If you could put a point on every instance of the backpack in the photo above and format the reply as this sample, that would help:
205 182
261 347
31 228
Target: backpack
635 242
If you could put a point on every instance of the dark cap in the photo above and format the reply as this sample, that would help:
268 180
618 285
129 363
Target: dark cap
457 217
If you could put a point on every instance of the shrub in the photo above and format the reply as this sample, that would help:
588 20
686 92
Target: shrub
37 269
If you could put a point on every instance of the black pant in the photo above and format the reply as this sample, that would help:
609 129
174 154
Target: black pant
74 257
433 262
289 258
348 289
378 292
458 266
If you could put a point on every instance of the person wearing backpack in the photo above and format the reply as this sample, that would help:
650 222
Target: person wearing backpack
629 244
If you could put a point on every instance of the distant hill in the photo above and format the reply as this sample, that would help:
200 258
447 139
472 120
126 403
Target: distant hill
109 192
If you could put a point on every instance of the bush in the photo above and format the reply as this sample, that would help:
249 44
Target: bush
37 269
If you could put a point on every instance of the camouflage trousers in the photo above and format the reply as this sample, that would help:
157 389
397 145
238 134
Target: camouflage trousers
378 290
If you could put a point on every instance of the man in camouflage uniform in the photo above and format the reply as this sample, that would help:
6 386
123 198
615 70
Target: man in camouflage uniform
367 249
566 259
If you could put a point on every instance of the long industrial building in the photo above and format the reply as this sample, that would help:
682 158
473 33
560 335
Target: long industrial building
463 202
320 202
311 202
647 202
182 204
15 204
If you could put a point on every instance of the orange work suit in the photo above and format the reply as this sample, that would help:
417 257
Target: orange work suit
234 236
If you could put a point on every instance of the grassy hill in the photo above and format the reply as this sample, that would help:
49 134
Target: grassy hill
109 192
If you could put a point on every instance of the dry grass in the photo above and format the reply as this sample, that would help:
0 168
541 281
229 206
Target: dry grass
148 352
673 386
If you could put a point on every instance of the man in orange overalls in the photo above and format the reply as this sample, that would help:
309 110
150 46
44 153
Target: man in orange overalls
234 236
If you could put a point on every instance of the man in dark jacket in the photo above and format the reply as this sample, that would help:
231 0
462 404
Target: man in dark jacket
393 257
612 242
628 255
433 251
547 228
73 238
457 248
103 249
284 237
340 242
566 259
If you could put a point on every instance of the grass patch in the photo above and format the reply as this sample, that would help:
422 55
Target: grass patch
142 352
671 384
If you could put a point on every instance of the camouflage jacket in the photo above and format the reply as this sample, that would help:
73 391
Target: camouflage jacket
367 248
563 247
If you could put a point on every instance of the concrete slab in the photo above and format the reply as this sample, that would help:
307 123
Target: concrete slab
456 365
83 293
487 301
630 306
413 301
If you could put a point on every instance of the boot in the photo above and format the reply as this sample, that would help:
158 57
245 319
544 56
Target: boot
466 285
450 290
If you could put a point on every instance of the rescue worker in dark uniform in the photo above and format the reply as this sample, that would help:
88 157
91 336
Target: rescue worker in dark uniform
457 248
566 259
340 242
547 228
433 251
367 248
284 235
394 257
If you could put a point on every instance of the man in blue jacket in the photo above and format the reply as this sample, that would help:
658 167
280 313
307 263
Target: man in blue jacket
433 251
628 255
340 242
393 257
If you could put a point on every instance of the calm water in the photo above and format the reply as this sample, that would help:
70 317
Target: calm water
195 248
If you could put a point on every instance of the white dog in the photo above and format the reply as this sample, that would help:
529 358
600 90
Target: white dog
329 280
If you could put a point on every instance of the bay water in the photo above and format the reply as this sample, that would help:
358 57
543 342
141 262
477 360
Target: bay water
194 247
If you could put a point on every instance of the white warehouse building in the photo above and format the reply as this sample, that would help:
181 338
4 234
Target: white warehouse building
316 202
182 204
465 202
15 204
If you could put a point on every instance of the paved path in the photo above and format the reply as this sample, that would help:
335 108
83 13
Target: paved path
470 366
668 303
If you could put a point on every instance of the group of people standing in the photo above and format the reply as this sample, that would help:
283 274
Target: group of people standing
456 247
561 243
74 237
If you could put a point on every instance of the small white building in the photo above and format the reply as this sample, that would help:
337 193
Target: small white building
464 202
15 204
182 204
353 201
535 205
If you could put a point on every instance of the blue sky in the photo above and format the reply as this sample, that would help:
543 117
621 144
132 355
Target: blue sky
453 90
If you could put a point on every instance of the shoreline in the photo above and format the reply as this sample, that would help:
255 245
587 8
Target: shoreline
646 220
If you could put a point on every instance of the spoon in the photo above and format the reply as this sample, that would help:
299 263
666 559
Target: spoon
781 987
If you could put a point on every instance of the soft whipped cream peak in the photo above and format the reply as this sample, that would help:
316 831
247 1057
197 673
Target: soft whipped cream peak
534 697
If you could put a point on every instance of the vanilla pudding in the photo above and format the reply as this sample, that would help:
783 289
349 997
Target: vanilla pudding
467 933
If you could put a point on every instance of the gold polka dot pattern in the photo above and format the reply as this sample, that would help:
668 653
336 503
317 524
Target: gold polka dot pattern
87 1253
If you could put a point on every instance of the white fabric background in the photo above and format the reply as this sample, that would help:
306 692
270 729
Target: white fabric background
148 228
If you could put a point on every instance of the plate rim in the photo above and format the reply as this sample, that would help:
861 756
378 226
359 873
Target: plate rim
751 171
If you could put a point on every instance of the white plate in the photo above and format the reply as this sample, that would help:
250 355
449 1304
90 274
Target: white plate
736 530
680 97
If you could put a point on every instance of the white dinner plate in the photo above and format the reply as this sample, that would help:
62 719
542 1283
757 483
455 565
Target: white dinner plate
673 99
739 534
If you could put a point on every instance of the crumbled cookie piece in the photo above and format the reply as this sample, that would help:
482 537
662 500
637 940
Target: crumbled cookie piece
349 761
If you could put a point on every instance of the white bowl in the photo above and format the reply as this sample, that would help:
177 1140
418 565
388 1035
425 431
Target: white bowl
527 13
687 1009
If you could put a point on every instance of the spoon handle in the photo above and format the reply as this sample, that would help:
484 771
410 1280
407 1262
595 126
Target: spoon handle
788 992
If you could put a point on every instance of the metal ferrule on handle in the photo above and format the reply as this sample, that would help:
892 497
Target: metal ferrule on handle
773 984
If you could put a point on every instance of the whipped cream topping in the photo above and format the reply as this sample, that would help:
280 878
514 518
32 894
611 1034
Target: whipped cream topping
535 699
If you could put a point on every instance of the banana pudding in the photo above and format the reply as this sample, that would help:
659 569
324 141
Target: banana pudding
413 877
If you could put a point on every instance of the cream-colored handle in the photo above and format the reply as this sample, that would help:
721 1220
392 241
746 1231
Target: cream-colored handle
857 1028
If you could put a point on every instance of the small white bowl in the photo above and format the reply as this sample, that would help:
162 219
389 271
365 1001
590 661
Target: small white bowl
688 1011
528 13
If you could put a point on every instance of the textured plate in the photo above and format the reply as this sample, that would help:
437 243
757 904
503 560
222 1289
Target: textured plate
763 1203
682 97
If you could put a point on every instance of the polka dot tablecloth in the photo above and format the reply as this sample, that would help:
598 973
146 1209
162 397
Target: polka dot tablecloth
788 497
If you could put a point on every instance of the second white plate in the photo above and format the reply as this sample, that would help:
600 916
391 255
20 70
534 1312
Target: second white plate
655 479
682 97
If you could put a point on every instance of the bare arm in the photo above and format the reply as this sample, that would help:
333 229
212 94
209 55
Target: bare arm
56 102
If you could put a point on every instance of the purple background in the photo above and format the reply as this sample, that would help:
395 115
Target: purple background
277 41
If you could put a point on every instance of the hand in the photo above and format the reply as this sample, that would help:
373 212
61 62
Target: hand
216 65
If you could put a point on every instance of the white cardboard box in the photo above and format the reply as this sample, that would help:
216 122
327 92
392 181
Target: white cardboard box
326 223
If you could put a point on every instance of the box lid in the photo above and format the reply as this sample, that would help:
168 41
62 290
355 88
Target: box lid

### Short task
All of the entries above need to be reproduced exactly.

### Worked answer
If you could put a point on every instance of the backpack in the photo above and format the reply as this sample, that would help:
205 182
261 347
31 228
Target: backpack
635 242
If you could put a point on every instance of the dark cap in the photo above and format the reply as this sample, that would help:
268 180
618 285
129 363
Target: dark cap
457 217
If you could put a point on every instance of the shrub in the photo above and format the reply as this sample, that would help:
588 20
686 92
Target: shrub
37 269
If you could put a point on every instance of the black pant in the photo above and format the reply as this sample, that would help:
609 129
174 154
Target: black pant
74 257
433 262
289 258
348 289
378 292
458 266
If you could put a point on every instance of the person wearing backpack in the photo above and format the reply as this sample, that would help:
650 222
Target: person wearing backpack
629 244
If you could put a point on every instance of the distant hill in the photo above and format the reply as this sample, that would help:
200 258
447 139
472 120
126 403
Target: distant hill
109 192
If you could put a point on every instance of the bush in the photo above and format the reply as this sample, that would help:
249 44
Target: bush
37 269
If you could put a point on every instance of the camouflage trousers in the photo above and format the reply as this sample, that would help:
157 389
397 145
238 134
Target: camouflage trousers
378 290
If you could put a point on every instance of the man in camouflage uniform in the photo above and format the reply as this sample, that would help:
6 386
123 198
615 70
Target: man in camouflage uniform
367 249
566 259
If you could put a point on every instance of the long industrial building in the photo above and format the reply as this sample, that would help:
682 158
473 33
560 335
Target: long industrial building
463 202
320 202
311 202
647 202
182 204
15 204
If you could put a point on every instance of the orange work suit in the photo above and format the reply as this sample, that would help:
417 257
Target: orange work suit
234 236
If you could put a point on every instance of the grassy hill in the photo above and format the reply as this sample, that would help:
49 134
Target: grassy hill
109 192
If you could put a point on every instance of the dry grass in the photo above and format the reply as this sample, that would help:
0 168
541 281
229 206
Target: dry grass
148 352
673 386
If you could put a point on every instance of the man in orange overalls in the photo above and format the reply as this sample, that would help:
309 110
150 46
44 153
Target: man in orange overalls
234 236
If you could put a point on every instance of the man in dark jacket in the photo above and format the reply as this sample, that would help:
231 0
462 404
Target: man in dark jacket
393 257
612 242
628 255
433 251
547 228
73 238
457 248
103 249
284 237
340 242
566 259
If you could put a point on every instance of the grass patch in the photo above and format the reply as this sample, that would help:
422 55
Target: grass patch
142 352
671 384
If you could put a point on every instance of the camouflage jacket in the photo above and format the reply as this sample, that would help:
73 391
Target: camouflage jacket
367 248
563 247
If you could put a point on every instance of the concrete slab in the photo above and format the reply as this sample, that would help:
307 123
Target: concrete slab
456 365
83 293
487 301
630 306
413 301
If you could put a point on every instance of the boot in the photo above and format the reply as this sample, that would help:
158 57
245 319
544 56
Target: boot
466 285
450 290
If you could put a point on every instance of the rescue worker in dark uniform in the photo above and format the reply as this sample, that would help:
88 157
91 336
Target: rescue worker in dark uniform
457 248
566 259
340 242
547 228
433 251
367 248
284 235
394 257
If you could put a point on every instance of the man in blue jacket in the photo above and format the reply as this sample, that would help:
658 167
280 313
307 263
Target: man in blue jacket
433 251
628 255
340 242
393 257
If you could put a point on every instance of the calm water in the photo above and format the reply as this sample, that would help:
70 317
Target: calm water
195 248
If you could put a point on every instance of the white dog in the photo above and format the reply as this sample, that would help:
529 358
600 90
Target: white dog
329 280
If you could put a point on every instance of the bay water in the photo above and format the reply as this sample, that would help:
358 57
543 342
141 262
477 360
Target: bay water
194 247
If you could put a point on every instance of the white warehouse building in the photo above and format the reply as this sample, that would help:
181 338
4 234
Target: white warehouse building
316 202
182 204
465 202
15 204
If you could put a point on every instance of the paved path in the photo above and format the reply as this sample, that would help:
335 108
83 13
Target: paved path
470 366
668 303
If you could put a point on every instance of the group of people standing in the photo above and format the reply as this sample, that would help:
283 274
Target: group of people standing
456 247
561 243
74 237
If you could put a point on every instance of the small white building in the photo above and format the reply as this sample, that would help:
337 193
Target: small white building
464 202
15 204
182 204
353 201
535 205
If you could put a point on every instance of the blue sky in the photo above and format the reply as this sample, that would help:
543 117
621 144
132 355
Target: blue sky
453 90
If you could put a point on every instance of the shoreline in the photo above and format the reply as this sample, that would help:
255 245
587 8
Target: shoreline
646 220
If you could put a point on every instance of the spoon in the photo above and format the reply as this sample, that would help:
299 263
666 559
Target: spoon
781 987
If you could put a point on every instance of the soft whipped cream peak in the photo above and format the reply as this sample, that would help:
316 831
247 1057
197 673
Target: soft whipped cream peak
534 697
If you could put a point on every instance of the vanilla pudding in the photo above and format the reply as this sample, that would help:
783 289
349 997
Target: vanilla pudding
467 933
If you could put a point on every instance of the gold polka dot pattern in the photo above and format the reply as this sample, that would help:
668 653
336 503
317 524
Target: gold polka dot pattern
87 1253
If you could put a point on every instance of the white fabric background in the photo above and format the reply as this sample, that would help:
306 692
270 729
Target: white fabric background
148 228
If you could put a point on every instance of the plate rim in the photo above and format the reply as this sample, that would help:
861 756
378 226
359 873
Target: plate rim
751 171
If you could put a point on every instance of the white plate in the photo above and format the reply as this sample, that would help:
250 355
449 1304
90 274
Target: white plate
736 530
680 97
If you could put a point on every instance of the white dinner plate in the photo above and format the reply as this sample, that would help:
62 719
542 1283
757 483
455 565
Target: white dinner plate
673 99
739 534
If you could put a point on every instance of the crumbled cookie piece in the photo above and format the reply as this sample, that would help:
482 537
662 500
637 940
Target: crumbled cookie piece
349 761
If you could put a point on every instance of the white bowl in the photo above and format the reply as this sample, that would help:
177 1140
418 565
388 1035
425 431
Target: white bowl
527 13
687 1009
If you could put a point on every instance of the spoon handle in the photo above and format the reply as this sample, that would help:
484 771
410 1280
407 1262
595 126
Target: spoon handle
788 992
If you could put a point on every instance of the metal ferrule on handle in the photo above and format the reply as this sample, that would help:
892 497
Target: metal ferrule on handle
773 984
If you could put a point on every instance of the whipped cream topping in the photo above and format the reply as this sample, that would help:
280 878
514 518
32 894
611 1034
Target: whipped cream topping
535 699
If you could put a point on every instance of the banana pudding in the photo above and format the reply as this sample, that would help:
659 569
324 141
Target: banana pudding
413 877
If you could put a point on every instance of the cream-colored handle in the photo above and format the reply as this sample, that would help:
721 1220
392 241
746 1231
Target: cream-colored handle
857 1028
If you could put a point on every instance of the small white bowl in the photo above and format the reply as this sample, that would help:
162 219
389 271
365 1001
590 661
Target: small white bowl
688 1011
528 13
If you could put a point on every instance of the textured plate in the photo above and format the reply as this sample, that would help:
437 243
757 904
503 560
222 1289
Target: textured plate
763 1203
682 97
If you could put a point on every instance of the polka dot tablecloth in the photo above and format the reply as this sample, that would help:
598 973
146 1209
162 397
Target: polka dot tablecloth
788 497
If you could put a point on every instance of the second white plate in the photo above and format the reply as this sample, that would help:
600 916
391 255
20 70
534 1312
Target: second white plate
655 479
682 97
If you could put a point on every instance of the bare arm in the photo above and format the reply as this sample, that would help:
333 229
212 94
209 55
Target: bare arm
56 102
If you could put a point on every instance of the purple background in the photo above and format the reply as this sample, that would help:
395 115
Target: purple background
277 41
If you could put a point on every instance of the hand in the photo above and format the reply as this sample, that would help:
373 212
61 62
Target: hand
216 65
If you could put a point on every instance of the white cardboard box in the photo above and format the reply as this sample, that would help:
216 122
327 92
392 181
Target: white cardboard box
326 223
If you could put a point on every instance of the box lid in the photo above and format the reply as this sample, that would help:
168 41
62 290
355 88
Target: box lid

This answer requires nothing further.